• WRITTEN TASK: Locate every line in the excerpt below that contains the string "query". Copy each of those lines in full.

Dataset excerpt:
---------------

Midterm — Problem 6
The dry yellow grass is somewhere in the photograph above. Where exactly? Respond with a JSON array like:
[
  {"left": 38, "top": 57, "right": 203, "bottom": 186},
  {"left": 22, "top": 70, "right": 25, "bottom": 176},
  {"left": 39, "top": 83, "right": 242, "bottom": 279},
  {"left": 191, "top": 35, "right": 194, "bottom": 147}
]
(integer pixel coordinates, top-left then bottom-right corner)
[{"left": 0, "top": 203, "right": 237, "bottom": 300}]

---------------

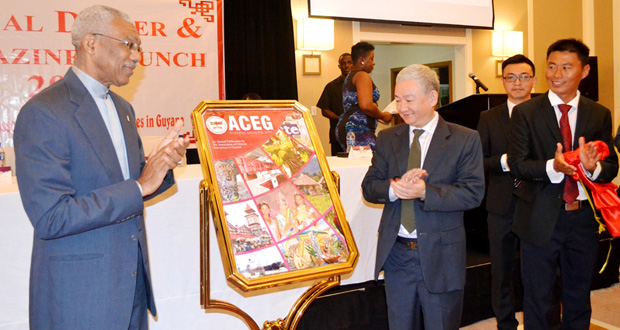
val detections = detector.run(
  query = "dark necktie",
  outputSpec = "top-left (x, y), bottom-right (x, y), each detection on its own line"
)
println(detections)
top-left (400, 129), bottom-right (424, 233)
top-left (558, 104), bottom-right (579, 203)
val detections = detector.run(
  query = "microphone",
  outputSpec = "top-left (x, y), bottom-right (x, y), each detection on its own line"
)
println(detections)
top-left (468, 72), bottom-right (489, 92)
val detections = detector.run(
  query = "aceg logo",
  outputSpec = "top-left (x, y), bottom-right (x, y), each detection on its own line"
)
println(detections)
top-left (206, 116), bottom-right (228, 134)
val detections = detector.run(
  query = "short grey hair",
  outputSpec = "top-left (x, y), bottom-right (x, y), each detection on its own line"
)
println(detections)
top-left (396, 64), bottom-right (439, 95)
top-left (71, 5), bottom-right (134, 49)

---------------

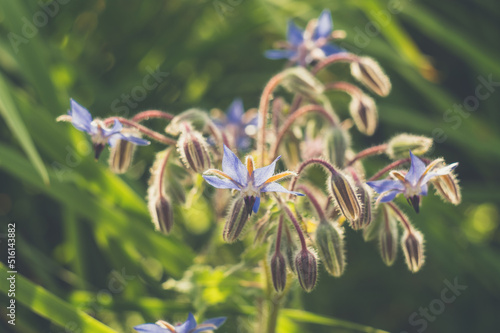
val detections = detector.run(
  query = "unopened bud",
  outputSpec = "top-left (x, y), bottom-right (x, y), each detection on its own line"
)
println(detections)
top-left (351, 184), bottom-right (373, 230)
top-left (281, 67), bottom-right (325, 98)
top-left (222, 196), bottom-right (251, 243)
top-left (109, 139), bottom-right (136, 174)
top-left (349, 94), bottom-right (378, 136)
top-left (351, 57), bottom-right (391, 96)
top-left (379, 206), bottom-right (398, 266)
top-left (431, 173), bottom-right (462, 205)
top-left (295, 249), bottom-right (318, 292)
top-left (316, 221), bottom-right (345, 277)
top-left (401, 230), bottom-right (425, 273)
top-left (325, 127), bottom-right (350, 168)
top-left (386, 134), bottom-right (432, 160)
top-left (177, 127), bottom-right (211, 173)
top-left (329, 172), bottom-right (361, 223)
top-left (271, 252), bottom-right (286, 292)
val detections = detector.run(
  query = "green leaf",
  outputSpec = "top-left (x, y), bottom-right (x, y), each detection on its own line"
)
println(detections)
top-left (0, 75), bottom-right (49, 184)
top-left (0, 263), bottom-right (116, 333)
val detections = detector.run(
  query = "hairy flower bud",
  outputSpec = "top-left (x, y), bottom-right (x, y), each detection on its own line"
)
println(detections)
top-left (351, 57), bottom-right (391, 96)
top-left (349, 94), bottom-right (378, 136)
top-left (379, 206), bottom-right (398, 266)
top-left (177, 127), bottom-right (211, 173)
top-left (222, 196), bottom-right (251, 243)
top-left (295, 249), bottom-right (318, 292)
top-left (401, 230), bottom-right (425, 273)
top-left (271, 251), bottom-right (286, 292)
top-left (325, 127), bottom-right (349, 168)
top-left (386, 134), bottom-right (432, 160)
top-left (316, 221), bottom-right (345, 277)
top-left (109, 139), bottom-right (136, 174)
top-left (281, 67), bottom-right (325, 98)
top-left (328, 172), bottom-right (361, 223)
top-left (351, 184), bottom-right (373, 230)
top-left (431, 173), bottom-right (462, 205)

---------------

• RESPONSE FOR THIS EXERCISE:
  query = "dark necktie",
  query = "microphone",
  query = "aceg logo",
  query = "short grey hair",
  query = "unopened bud",
  query = "green leaf",
  query = "hairy flower bud",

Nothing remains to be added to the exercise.